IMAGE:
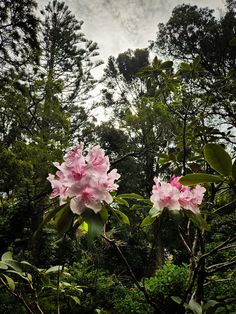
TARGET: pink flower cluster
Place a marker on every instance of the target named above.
(84, 180)
(175, 196)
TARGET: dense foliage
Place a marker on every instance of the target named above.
(122, 244)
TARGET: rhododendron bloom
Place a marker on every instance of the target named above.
(174, 195)
(84, 180)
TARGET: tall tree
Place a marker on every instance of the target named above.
(67, 54)
(18, 33)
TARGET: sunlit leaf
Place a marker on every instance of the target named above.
(64, 219)
(218, 159)
(147, 221)
(76, 299)
(95, 224)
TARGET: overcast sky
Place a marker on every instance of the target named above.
(117, 25)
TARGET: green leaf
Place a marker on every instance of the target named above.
(132, 196)
(234, 170)
(121, 201)
(232, 42)
(3, 265)
(218, 159)
(186, 67)
(147, 221)
(197, 219)
(166, 65)
(10, 282)
(54, 269)
(176, 299)
(76, 299)
(64, 220)
(154, 212)
(48, 216)
(6, 256)
(95, 224)
(196, 178)
(121, 216)
(14, 265)
(104, 214)
(195, 307)
(196, 61)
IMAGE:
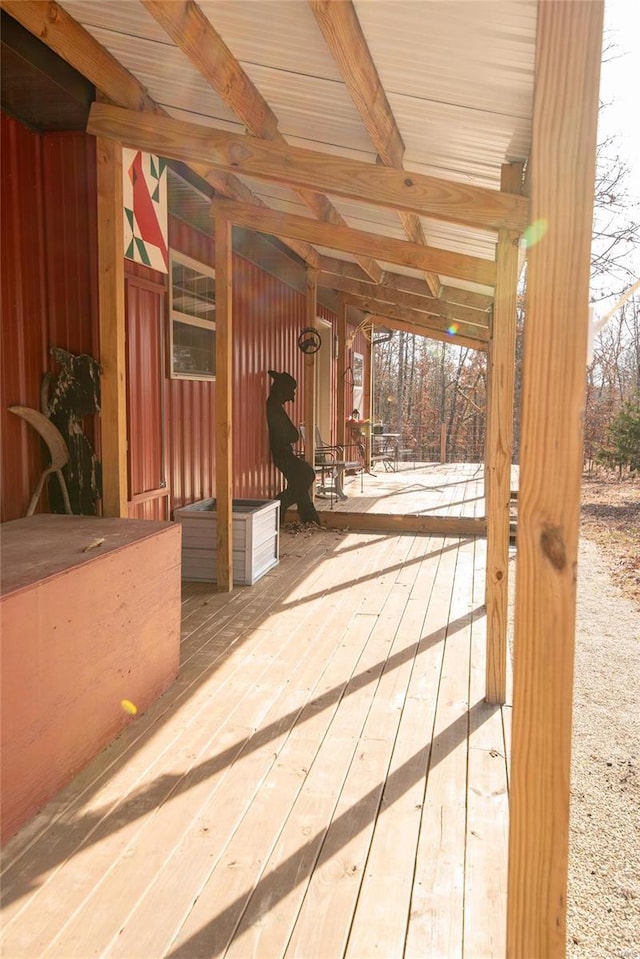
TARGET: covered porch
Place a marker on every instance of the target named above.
(325, 777)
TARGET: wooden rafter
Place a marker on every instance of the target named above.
(354, 179)
(425, 304)
(356, 241)
(65, 36)
(410, 284)
(423, 321)
(393, 323)
(344, 37)
(202, 44)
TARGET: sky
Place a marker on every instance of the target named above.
(620, 83)
(620, 117)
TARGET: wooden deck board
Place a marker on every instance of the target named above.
(324, 752)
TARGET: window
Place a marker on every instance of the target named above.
(192, 287)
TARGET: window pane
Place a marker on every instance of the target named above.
(194, 293)
(193, 350)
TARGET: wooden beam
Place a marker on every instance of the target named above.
(425, 304)
(224, 403)
(323, 172)
(392, 323)
(397, 523)
(61, 33)
(357, 241)
(422, 321)
(499, 449)
(192, 33)
(341, 365)
(568, 53)
(411, 284)
(113, 416)
(343, 35)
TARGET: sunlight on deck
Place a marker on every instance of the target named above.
(323, 779)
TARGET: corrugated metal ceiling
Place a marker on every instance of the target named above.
(458, 75)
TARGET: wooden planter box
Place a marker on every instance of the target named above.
(255, 529)
(90, 610)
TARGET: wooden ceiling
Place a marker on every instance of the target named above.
(311, 182)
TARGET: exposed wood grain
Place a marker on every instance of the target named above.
(309, 398)
(341, 367)
(429, 321)
(192, 32)
(419, 328)
(412, 284)
(356, 241)
(396, 523)
(439, 866)
(224, 403)
(342, 32)
(51, 23)
(487, 830)
(569, 40)
(386, 293)
(293, 745)
(498, 456)
(295, 166)
(113, 418)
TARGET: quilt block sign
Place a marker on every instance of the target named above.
(145, 209)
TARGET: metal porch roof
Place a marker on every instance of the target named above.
(458, 76)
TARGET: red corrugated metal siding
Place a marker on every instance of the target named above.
(145, 385)
(34, 250)
(23, 312)
(190, 404)
(267, 318)
(69, 178)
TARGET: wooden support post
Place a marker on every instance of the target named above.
(443, 442)
(367, 395)
(341, 437)
(569, 46)
(113, 417)
(224, 404)
(499, 447)
(311, 305)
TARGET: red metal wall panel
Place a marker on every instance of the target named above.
(37, 201)
(23, 312)
(267, 318)
(145, 382)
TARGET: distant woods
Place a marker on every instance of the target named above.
(434, 394)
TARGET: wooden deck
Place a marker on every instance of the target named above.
(452, 489)
(324, 778)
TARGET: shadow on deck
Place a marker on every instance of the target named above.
(323, 779)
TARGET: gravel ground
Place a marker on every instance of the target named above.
(604, 861)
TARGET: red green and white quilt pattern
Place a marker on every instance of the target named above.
(145, 209)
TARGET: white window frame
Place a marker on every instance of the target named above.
(185, 318)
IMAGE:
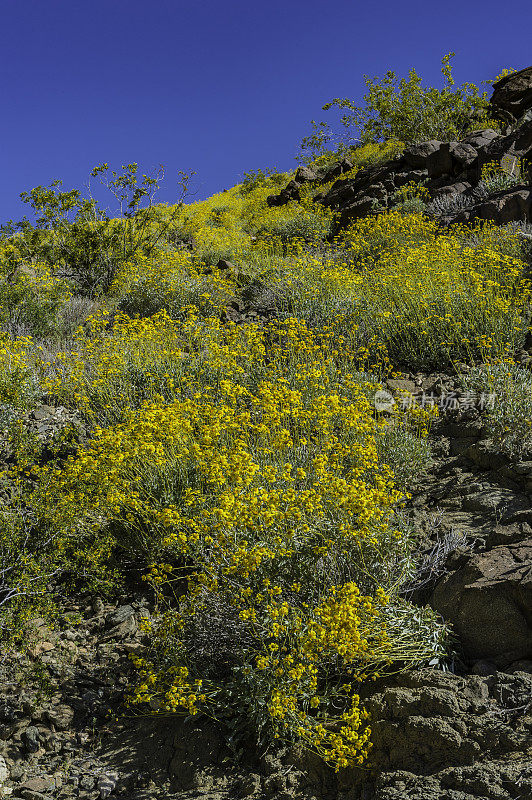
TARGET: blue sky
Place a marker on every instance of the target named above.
(216, 86)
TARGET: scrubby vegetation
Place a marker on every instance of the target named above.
(237, 469)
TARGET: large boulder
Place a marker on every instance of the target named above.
(512, 96)
(488, 600)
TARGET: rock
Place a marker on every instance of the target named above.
(30, 738)
(98, 606)
(481, 139)
(107, 783)
(35, 788)
(345, 165)
(304, 175)
(289, 193)
(512, 96)
(508, 206)
(417, 154)
(4, 772)
(489, 603)
(440, 161)
(61, 716)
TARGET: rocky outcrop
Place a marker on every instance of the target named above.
(450, 170)
(291, 191)
(512, 96)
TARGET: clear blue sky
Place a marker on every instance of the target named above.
(216, 86)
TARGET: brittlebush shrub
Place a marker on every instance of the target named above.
(251, 481)
(400, 292)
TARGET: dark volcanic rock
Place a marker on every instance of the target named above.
(512, 96)
(489, 602)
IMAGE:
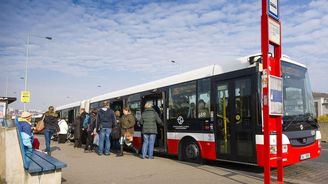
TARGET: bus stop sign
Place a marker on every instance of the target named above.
(25, 96)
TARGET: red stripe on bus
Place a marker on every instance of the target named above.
(292, 156)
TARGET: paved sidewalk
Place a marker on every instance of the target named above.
(91, 168)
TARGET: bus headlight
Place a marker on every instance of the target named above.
(284, 148)
(273, 149)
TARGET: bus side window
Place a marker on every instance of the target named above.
(182, 100)
(203, 105)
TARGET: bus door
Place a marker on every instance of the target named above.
(234, 119)
(157, 99)
(117, 106)
(71, 116)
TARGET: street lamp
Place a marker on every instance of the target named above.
(179, 67)
(26, 63)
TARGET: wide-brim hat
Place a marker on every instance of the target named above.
(26, 115)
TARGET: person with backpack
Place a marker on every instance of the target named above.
(127, 131)
(89, 125)
(105, 120)
(24, 124)
(149, 120)
(51, 126)
(116, 132)
(62, 134)
(84, 120)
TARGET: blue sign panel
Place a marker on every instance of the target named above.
(273, 9)
(275, 94)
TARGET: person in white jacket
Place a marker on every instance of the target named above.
(62, 134)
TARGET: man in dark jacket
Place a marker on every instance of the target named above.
(84, 120)
(89, 129)
(51, 126)
(105, 120)
(149, 120)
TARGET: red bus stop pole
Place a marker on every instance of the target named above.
(271, 66)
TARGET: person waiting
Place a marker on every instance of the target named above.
(203, 111)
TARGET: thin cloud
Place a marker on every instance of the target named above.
(102, 38)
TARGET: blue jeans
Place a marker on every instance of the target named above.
(47, 135)
(148, 145)
(104, 136)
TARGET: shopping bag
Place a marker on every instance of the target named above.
(96, 140)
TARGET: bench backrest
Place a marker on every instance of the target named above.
(23, 151)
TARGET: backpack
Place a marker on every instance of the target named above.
(86, 121)
(116, 131)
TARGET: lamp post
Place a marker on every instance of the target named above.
(26, 62)
(179, 67)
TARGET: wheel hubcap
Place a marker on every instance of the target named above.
(192, 151)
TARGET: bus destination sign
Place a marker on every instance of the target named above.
(273, 9)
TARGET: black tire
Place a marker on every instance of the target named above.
(190, 152)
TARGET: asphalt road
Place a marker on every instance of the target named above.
(90, 168)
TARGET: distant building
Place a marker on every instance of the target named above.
(320, 103)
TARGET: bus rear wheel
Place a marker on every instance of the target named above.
(191, 152)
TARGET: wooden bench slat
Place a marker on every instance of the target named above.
(46, 166)
(35, 161)
(58, 164)
(34, 168)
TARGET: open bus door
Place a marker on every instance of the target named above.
(158, 100)
(235, 119)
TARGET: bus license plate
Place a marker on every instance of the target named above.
(305, 156)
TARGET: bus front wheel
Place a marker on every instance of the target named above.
(191, 152)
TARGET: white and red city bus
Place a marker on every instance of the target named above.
(215, 113)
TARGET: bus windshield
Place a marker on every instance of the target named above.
(297, 93)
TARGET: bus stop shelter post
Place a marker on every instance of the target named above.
(271, 35)
(265, 52)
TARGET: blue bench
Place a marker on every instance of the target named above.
(36, 162)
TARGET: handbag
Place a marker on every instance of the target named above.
(57, 127)
(116, 132)
(40, 125)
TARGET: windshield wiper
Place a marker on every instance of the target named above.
(304, 118)
(289, 122)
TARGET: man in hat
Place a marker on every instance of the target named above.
(26, 131)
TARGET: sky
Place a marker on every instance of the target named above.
(105, 45)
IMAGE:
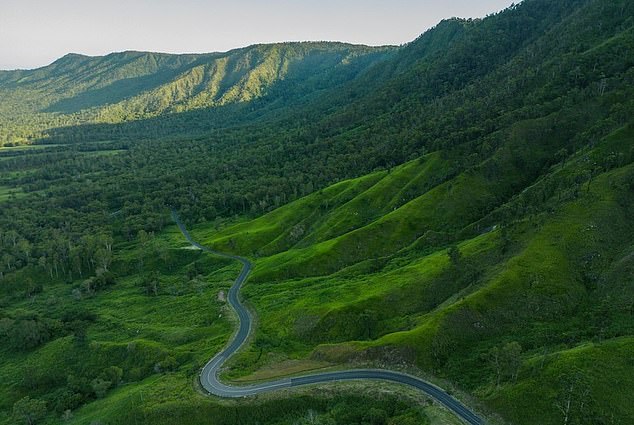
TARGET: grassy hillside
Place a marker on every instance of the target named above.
(518, 307)
(459, 207)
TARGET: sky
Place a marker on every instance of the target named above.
(34, 33)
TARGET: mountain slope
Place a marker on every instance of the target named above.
(134, 85)
(460, 207)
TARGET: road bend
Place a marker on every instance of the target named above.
(209, 374)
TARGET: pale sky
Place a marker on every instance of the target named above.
(34, 33)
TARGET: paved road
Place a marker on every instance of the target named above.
(209, 374)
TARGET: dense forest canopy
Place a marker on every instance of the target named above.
(479, 175)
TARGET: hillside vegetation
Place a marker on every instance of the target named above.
(460, 208)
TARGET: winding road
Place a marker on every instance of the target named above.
(209, 374)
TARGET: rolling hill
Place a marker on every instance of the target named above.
(459, 208)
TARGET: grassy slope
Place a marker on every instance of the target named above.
(542, 281)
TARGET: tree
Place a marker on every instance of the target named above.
(575, 401)
(455, 256)
(100, 387)
(29, 410)
(506, 361)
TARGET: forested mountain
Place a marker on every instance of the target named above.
(129, 86)
(460, 207)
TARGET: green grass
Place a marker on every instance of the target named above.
(552, 279)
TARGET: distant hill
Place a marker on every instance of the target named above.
(129, 86)
(461, 206)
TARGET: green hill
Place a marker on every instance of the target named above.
(459, 207)
(130, 86)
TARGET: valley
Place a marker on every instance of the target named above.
(456, 212)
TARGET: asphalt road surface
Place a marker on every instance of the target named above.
(209, 374)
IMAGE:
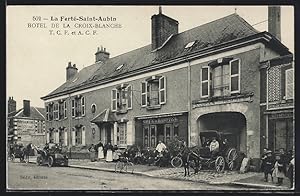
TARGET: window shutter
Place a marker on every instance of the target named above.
(114, 99)
(205, 81)
(162, 90)
(129, 97)
(289, 84)
(234, 83)
(82, 106)
(144, 94)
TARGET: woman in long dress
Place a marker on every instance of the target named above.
(100, 150)
(109, 157)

**PROMPT**. Transcribe everything from the line containing "TARGET: pale sky" down through the end of the entries, both ends included. Leave the pictures out of your answer.

**ANSWER BELOW**.
TARGET: pale sky
Place a marker on every instance of the target named above.
(34, 33)
TARGET: paved road
Place a marker on every instance of the target named above.
(209, 374)
TARGET: dense forest canopy
Place a marker on every instance of the target named above.
(479, 175)
TARGET: hillside vegetation
Place a marker on every instance of the target named above.
(460, 208)
TARGET: winding road
Place a marker on every instance of the target named above.
(209, 374)
TARGET: rolling hill
Place a marker on every instance of the target named above.
(459, 208)
TARGET: grassy slope
Place a marker on every instance of the target named above.
(542, 281)
TARGET: tree
Place a marker on every instance of the target named above.
(575, 401)
(455, 256)
(100, 387)
(29, 410)
(506, 361)
TARGET: forested mountain
Place a marker on every instance of the target named above.
(129, 86)
(460, 207)
TARGET: green grass
Place a marker on every instance of the target named above.
(552, 279)
TARGET: distant hill
Place a marker on every instance of the target named above.
(129, 86)
(461, 206)
TARGET: green hill
Place a marker on every instance of the target named above.
(459, 207)
(130, 86)
TARGET: valley
Place a marker on every instance of the target named above.
(456, 212)
TARGET: asphalt road surface
Place a marker on every instance of the target named above.
(209, 374)
IMAGE:
TARGET: window shutter
Place a marker on every instance of the target named above.
(114, 99)
(205, 81)
(162, 90)
(129, 97)
(289, 84)
(234, 83)
(82, 106)
(144, 94)
TARGET: woman in long dress
Place a marker on every instance of the target named above.
(100, 150)
(109, 157)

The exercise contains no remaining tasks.